TASK TO CARRY OUT:
Copy out every record below, word for word.
>> BEGIN SUPPLIED DATA
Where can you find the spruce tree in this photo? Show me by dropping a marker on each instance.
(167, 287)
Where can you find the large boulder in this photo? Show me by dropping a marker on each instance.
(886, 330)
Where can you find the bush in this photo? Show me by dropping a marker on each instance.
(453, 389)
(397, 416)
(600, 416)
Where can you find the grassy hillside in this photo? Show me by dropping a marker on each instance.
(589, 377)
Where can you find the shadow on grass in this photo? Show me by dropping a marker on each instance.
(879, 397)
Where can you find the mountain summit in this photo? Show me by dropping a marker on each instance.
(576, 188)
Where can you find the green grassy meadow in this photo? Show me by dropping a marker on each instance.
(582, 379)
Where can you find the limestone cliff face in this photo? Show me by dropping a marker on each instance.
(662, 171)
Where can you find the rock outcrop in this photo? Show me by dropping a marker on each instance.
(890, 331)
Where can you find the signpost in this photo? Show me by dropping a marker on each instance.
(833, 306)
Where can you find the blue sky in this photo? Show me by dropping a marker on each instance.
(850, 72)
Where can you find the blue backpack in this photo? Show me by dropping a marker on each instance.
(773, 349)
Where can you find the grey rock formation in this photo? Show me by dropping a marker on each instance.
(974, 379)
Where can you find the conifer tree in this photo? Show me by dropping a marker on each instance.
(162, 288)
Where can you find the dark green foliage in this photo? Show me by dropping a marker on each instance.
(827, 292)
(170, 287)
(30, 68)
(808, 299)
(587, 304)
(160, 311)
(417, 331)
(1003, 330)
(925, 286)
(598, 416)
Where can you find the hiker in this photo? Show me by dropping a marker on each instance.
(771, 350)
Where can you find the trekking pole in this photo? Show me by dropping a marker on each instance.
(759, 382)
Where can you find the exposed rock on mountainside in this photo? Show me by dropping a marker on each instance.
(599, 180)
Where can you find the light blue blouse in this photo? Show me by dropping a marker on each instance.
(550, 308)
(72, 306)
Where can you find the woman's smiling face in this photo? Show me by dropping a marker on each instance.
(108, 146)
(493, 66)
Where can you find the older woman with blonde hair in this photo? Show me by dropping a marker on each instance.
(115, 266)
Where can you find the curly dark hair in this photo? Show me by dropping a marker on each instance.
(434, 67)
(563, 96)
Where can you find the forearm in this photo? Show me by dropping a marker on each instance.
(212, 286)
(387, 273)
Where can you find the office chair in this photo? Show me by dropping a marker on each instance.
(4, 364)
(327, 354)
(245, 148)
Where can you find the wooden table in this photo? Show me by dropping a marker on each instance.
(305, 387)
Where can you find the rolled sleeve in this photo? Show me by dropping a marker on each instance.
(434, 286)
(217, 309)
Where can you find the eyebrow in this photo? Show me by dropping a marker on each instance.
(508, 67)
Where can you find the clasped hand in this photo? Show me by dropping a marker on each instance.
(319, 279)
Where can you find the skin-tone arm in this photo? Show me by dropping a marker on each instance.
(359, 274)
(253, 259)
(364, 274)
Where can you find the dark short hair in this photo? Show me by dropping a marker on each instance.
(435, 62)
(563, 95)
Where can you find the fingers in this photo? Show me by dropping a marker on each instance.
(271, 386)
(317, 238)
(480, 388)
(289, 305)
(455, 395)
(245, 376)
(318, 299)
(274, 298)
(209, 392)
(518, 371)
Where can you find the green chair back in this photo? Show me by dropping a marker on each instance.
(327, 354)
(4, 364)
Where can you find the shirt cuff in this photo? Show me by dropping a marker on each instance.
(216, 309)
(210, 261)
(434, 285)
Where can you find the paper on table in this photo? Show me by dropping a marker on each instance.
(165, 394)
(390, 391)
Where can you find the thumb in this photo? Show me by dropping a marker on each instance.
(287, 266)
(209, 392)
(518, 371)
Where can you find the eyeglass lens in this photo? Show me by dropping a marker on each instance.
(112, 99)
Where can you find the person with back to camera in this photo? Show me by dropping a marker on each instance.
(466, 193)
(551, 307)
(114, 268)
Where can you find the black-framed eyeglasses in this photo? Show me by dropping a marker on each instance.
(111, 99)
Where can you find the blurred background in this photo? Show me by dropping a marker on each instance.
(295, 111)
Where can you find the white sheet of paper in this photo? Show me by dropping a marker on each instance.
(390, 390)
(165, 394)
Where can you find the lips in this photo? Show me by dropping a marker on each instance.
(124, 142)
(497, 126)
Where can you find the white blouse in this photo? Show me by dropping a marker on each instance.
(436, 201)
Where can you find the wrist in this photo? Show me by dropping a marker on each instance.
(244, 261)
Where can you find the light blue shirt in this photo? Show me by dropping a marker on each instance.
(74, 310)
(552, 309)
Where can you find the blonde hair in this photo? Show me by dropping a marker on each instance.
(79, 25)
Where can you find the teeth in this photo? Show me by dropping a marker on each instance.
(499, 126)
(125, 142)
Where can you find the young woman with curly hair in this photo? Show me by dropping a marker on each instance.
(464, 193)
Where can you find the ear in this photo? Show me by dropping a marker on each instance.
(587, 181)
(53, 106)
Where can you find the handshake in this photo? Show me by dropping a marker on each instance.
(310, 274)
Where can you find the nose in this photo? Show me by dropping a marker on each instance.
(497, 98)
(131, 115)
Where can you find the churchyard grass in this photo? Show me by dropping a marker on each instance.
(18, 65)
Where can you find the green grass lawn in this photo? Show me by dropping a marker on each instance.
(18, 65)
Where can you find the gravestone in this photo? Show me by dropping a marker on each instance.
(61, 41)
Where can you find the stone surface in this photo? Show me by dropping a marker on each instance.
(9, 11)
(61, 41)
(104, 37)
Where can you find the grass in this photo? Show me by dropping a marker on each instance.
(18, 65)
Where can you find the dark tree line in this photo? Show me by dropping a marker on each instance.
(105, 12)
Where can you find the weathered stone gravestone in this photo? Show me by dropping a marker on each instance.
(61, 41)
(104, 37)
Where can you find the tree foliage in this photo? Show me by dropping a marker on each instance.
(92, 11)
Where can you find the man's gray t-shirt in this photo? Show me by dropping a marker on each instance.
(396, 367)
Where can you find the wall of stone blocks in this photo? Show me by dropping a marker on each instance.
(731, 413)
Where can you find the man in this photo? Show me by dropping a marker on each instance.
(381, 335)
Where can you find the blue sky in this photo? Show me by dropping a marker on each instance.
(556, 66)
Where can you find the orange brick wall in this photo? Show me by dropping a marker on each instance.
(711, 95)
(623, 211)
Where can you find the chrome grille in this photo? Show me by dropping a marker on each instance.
>> END SUPPLIED DATA
CORRECT RESPONSE:
Where can you find the spruce tree in this photo? Show me by dropping a marker on each instance.
(167, 287)
Where can you find the large boulder in this photo? Show me by dropping a marker on each instance.
(886, 330)
Where can you find the bush in this photo? Show me by dropping a marker on each instance.
(453, 389)
(397, 416)
(600, 416)
Where can you find the grassy hillside in this photo? Show me by dropping a marker on each instance.
(589, 377)
Where can you find the shadow on grass in this photo? Show me by dropping a marker on each instance.
(879, 397)
Where can you find the mountain summit in this photo? Show me by dropping a marker on each instance.
(576, 188)
Where can you find the green grassy meadow in this photo? Show me by dropping a marker on each instance.
(582, 379)
Where can you find the limestone cliff face in this photo? Show me by dropping a marker on each instance.
(662, 171)
Where can you find the rock outcrop in this photo? Show me by dropping a marker on each instance.
(890, 331)
Where can you find the signpost in this photo? Show me by dropping a marker on each instance.
(833, 306)
Where can you find the blue sky in this photo? Show me by dropping a marker on each instance.
(850, 72)
Where can you find the blue backpack in this photo? Show me by dropping a marker on each instance.
(773, 349)
Where can you find the grey rock formation in this photo? Show me by dropping a marker on each instance.
(974, 379)
Where can you find the conifer tree in this photo? Show me by dropping a marker on each instance.
(162, 288)
Where can you find the dark green foliage in this photo? Show me by dropping a marker on each instance.
(827, 292)
(170, 287)
(30, 68)
(808, 299)
(587, 304)
(160, 311)
(417, 331)
(1003, 330)
(925, 286)
(598, 416)
Where can you find the hiker in this photo? Show me by dropping a marker on each instance.
(771, 350)
Where can you find the trekking pole in this photo? Show me by dropping a marker on each instance.
(759, 382)
Where can you find the exposed rock on mountainside in this photo? Show me by dropping a marker on each instance.
(599, 180)
Where can you find the light blue blouse in this photo? Show me by dropping a marker on each instance.
(550, 308)
(72, 306)
Where can you find the woman's smiling face in this photo? Show me by dropping a marker on each instance.
(108, 146)
(493, 66)
Where can you find the older woman with blonde hair in this photo? Show me by dropping a marker on each instance.
(115, 266)
Where can you find the curly dark hair in this photo? Show me by dropping a marker on each instance.
(434, 67)
(563, 96)
Where can you find the forearm in this photo? Show me by dropping a marker on each instance.
(212, 286)
(387, 273)
Where can you find the office chair in this photo? Show me by dropping a marker on each instance.
(4, 364)
(327, 354)
(245, 148)
Where can you find the wooden table in this photo? Show me by dropping a marker on each instance.
(305, 387)
Where can you find the rolled sleeve in this photo? Show me by dropping a marker on each instance.
(434, 286)
(217, 309)
Where can you find the eyebrow in this photo? Show me by dropping a marker on each instance.
(508, 67)
Where can you find the clasped hand in this photo? Show me by dropping a marker on each instance.
(319, 279)
Where can you find the skin-tone arm in this photo? Show me by dropping a marker on each instance.
(359, 274)
(253, 259)
(364, 274)
Where can you find the dark short hair in this photo? Show me by dropping a marker on each instance.
(435, 62)
(563, 95)
Where can you find the fingers in this photo? Show me by dropping a marker on each instance.
(271, 386)
(317, 238)
(480, 388)
(289, 305)
(455, 395)
(245, 376)
(318, 299)
(274, 298)
(209, 392)
(518, 371)
Where can you find the green chair back in this photo? Show me by dropping a marker on each instance.
(327, 354)
(4, 364)
Where can you find the shirt cuff in this photo? Show me by dropping a marker on each instance.
(216, 309)
(210, 261)
(434, 285)
Where can you find the paper on table in this photo? Show me by dropping a marker on each instance.
(165, 394)
(390, 391)
Where can you find the thumb in this photo? Show me by dropping a marker on each instance.
(287, 266)
(209, 392)
(518, 371)
Where can you find the eyeglass lens in this photo? Show me by dropping a marker on each instance.
(112, 99)
Where can you find the person with back to camera in this photo? Show me by dropping a marker on each instance.
(466, 193)
(551, 307)
(114, 268)
Where can you find the black-framed eyeglasses in this photo? Show me by dropping a marker on each instance.
(111, 99)
Where can you find the blurred background in this photo? Show me by dropping a marker on each instance.
(295, 111)
Where can you find the white sheet of paper in this photo? Show me by dropping a marker on each instance.
(390, 390)
(165, 394)
Where can you find the lips in this photo? Show me by dropping a marker on each instance.
(124, 142)
(497, 126)
Where can you find the white blouse in this photo? Show me by dropping a marker on each instance.
(436, 201)
Where can you find the wrist in this photo? Show me by dropping a marker on each instance.
(244, 261)
Where can you find the light blue shirt in this photo? Show me by dropping a marker on each instance.
(74, 310)
(552, 309)
Where can you find the blonde hair in this photo? Show me by dropping a marker on each instance.
(79, 25)
Where can you find the teeth in this photo? Show me by dropping a marker on each instance.
(499, 126)
(125, 142)
Where can you find the young woman with curly hair in this photo? Show me by dropping a marker on each instance.
(464, 193)
Where can you find the ear in this photo? Show me by dropping a marker on each instance.
(587, 181)
(53, 106)
Where can you find the handshake in this photo? Show me by dropping a marker on each instance.
(310, 274)
Where can you find the nose in this photo? Show me by dropping a marker on each instance.
(497, 98)
(131, 115)
Where can you find the churchyard grass in this photo? Show me by dropping a marker on each instance.
(18, 65)
Where can you find the green grass lawn in this photo? Show me by dropping a marker on each instance.
(18, 65)
Where can you find the gravestone in this photo? Show me by dropping a marker on each instance.
(61, 41)
Where can you find the stone surface in this photo? Show me by dropping a marker on each instance.
(9, 11)
(61, 41)
(104, 37)
Where can you find the grass in this photo? Show me by dropping a marker on each instance.
(18, 65)
Where can you find the dark tree line in this photo? Show me by dropping a marker on each instance.
(105, 12)
Where can you find the weathered stone gravestone in this photo? Show me by dropping a marker on each instance.
(61, 41)
(104, 37)
Where can you find the tree foliage in this photo? Show me by dropping a marker on each instance.
(92, 11)
Where can you find the man's gray t-shirt in this photo? Show me by dropping a marker on each instance.
(396, 367)
Where can you find the wall of stone blocks in this photo? Show me by dropping a marker on each instance.
(731, 413)
Where can you find the man in this photo? Show me by dropping a marker on each instance.
(381, 335)
Where can you find the blue sky in this photo? Show me by dropping a marker on each instance.
(556, 66)
Where can you find the orange brick wall in this photo? Show me by dropping a marker on each instance.
(711, 95)
(623, 211)
Where can you find the chrome grille in this photo? Show me by dropping a marker on each instance.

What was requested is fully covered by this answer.